━━━ Selected text ━━━
# Lightroom CC June 2015 update



## LouieSherwin (Jun 16, 2015)

There is a new release of LR CC and 6 with some enhancements and a lot of bug fixes. 

Be cautious though because I have seen reports of problems with plugins being disabled. If you depend on plugins like the Nik Collection, Topaz or OnOne make sure that these issues are resolved before you jump on the new version.

-louie


----------



## Ian.B (Jun 17, 2015)

LouieSherwin said:


> There is a new release of LR CC and 6 with some enhancements and a lot of bug fixes.
> 
> Be cautious though because I have seen reports of problems with plugins being disabled. If you depend on plugins like the *Nik Collection*, Topaz or OnOne make sure that these issues are resolved before you jump on the new version.
> 
> -louie



Thanks for the warning; I'm still using LR5 however I will get LR6 or CC when problems are more sorted out. Not   sure I even need CC/6 (??)


----------



## clee01l (Jun 17, 2015)

For me, Perfect Suite and Nik Collection are unaffected by the update.  I would not expect otherwise.
━━━
» **What you need to do**
1/ Decide whether each statement agrees with the Lightroom update thread: (a) Ian.B is still using LR5; (b) clee01l found the Nik Collection affected by the update; (c) the new release includes a lot of bug fixes. For each, answer yes or no and quote the words from the thread that settle it.
2/ Which plugins does LouieSherwin name in the Lightroom update thread?
3/ Write the next part of the Lightroom update thread, picking up after its final sentence.
The records have no connection to the Lightroom update thread.
━━━ Stored records ━━━
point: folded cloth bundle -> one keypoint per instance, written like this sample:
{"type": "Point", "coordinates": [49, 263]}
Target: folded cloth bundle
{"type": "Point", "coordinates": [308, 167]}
━━━
━━━ Stored records ━━━
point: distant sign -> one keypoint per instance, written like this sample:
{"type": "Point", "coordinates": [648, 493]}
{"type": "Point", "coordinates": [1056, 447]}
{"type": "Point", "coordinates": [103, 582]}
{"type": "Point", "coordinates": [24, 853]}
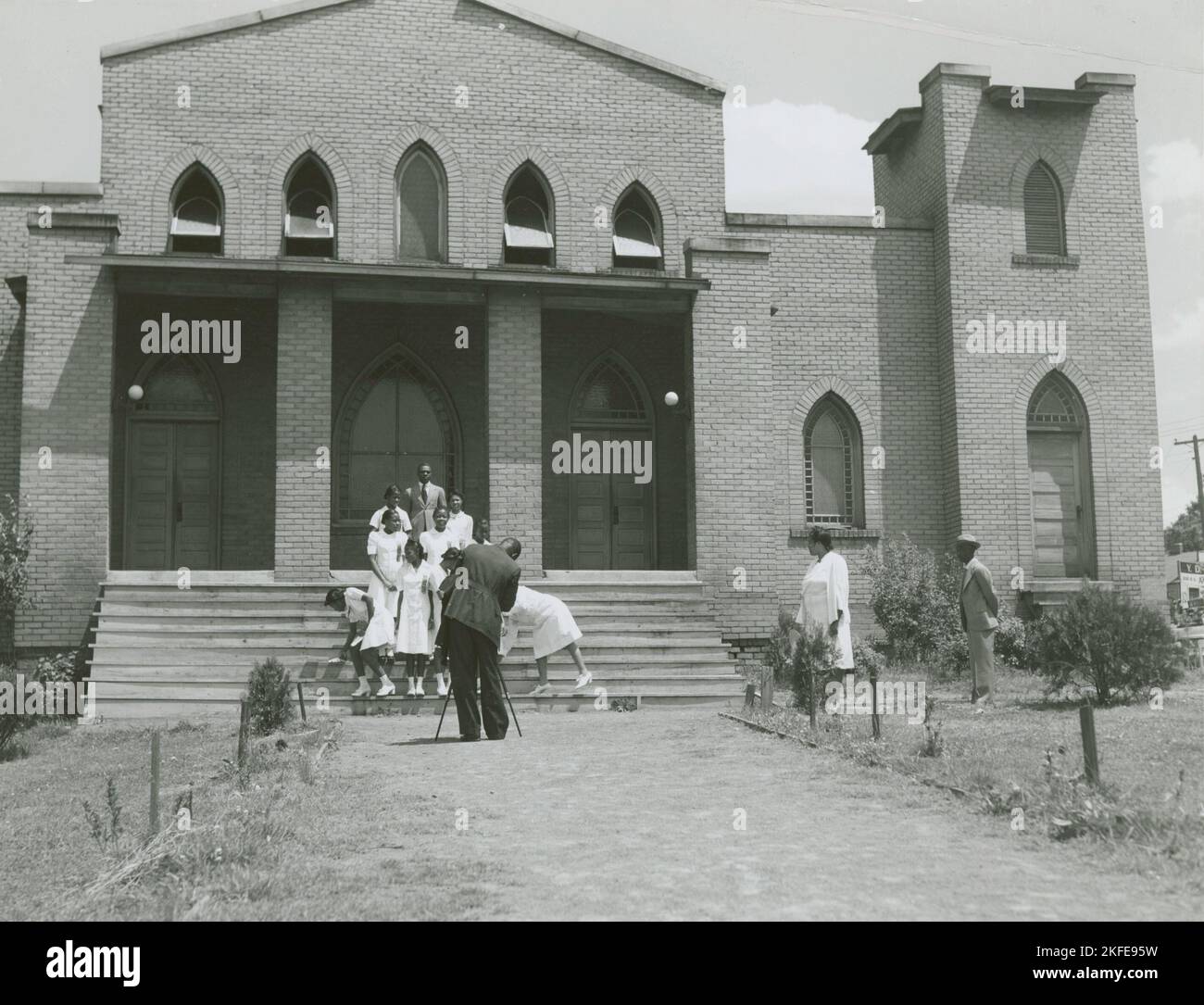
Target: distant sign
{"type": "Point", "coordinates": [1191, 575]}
━━━
━━━ Stored records ━━━
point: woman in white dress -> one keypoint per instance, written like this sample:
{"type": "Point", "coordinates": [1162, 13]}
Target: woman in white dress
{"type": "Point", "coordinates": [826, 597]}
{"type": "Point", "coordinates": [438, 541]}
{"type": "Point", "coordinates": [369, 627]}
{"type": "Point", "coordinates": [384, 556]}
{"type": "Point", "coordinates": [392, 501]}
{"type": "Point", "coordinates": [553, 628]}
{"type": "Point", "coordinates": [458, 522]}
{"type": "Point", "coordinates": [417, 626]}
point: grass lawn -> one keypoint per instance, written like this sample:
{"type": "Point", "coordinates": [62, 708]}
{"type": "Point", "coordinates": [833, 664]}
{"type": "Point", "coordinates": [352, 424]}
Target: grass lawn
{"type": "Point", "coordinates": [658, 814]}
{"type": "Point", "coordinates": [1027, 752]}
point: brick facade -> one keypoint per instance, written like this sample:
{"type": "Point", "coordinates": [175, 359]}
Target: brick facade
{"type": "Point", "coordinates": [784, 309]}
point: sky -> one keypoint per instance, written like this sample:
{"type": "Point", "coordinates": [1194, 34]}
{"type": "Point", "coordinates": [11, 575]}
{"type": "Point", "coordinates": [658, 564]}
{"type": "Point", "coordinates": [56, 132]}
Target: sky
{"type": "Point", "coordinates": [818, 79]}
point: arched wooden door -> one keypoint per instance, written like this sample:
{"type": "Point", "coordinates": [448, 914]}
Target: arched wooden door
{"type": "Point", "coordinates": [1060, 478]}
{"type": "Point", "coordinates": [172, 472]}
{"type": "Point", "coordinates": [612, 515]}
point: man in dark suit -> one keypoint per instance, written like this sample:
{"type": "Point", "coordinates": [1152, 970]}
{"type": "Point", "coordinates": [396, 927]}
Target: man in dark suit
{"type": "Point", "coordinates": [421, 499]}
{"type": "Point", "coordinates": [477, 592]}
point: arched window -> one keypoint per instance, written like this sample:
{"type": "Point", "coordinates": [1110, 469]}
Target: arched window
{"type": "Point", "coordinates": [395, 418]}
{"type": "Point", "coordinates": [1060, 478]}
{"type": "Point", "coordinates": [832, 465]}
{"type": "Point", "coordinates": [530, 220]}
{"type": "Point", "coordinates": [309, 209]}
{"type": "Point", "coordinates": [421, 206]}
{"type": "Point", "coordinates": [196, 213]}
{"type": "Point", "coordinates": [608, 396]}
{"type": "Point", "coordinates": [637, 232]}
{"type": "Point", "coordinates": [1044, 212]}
━━━
» **Answers to the tasks**
1/
(a) Yes: "I'm still using LR5"
(b) No: "For me, Perfect Suite and Nik Collection are unaffected by the update."
(c) Yes: "with some enhancements and a lot of bug fixes"

2/ The Nik Collection, Topaz and OnOne.

3/
----------



## DAYMX5 (Jun 17, 2015)

Everything updated fine for me


----------



## tspear (Jun 17, 2015)

I just have the Jeffery Friedl's plugins. They all work fine.

Tim


----------



## Jimmsp (Jun 17, 2015)

LouieSherwin said:


> ..
> 
> Be cautious though because I have seen reports of problems with plugins being disabled. If you depend on plugins like the Nik Collection, Topaz or OnOne make sure that these issues are resolved before you jump on the new version.
> 
> -louie


My Topaz plugins disappeared from Photoshop but remained with Lightroom. I just needed to reinstall them in PS.
As I recall, the Topaz plugins disappeared when I went from LR/CC5 to LR/CC6


----------



## mcasan (Jun 17, 2015)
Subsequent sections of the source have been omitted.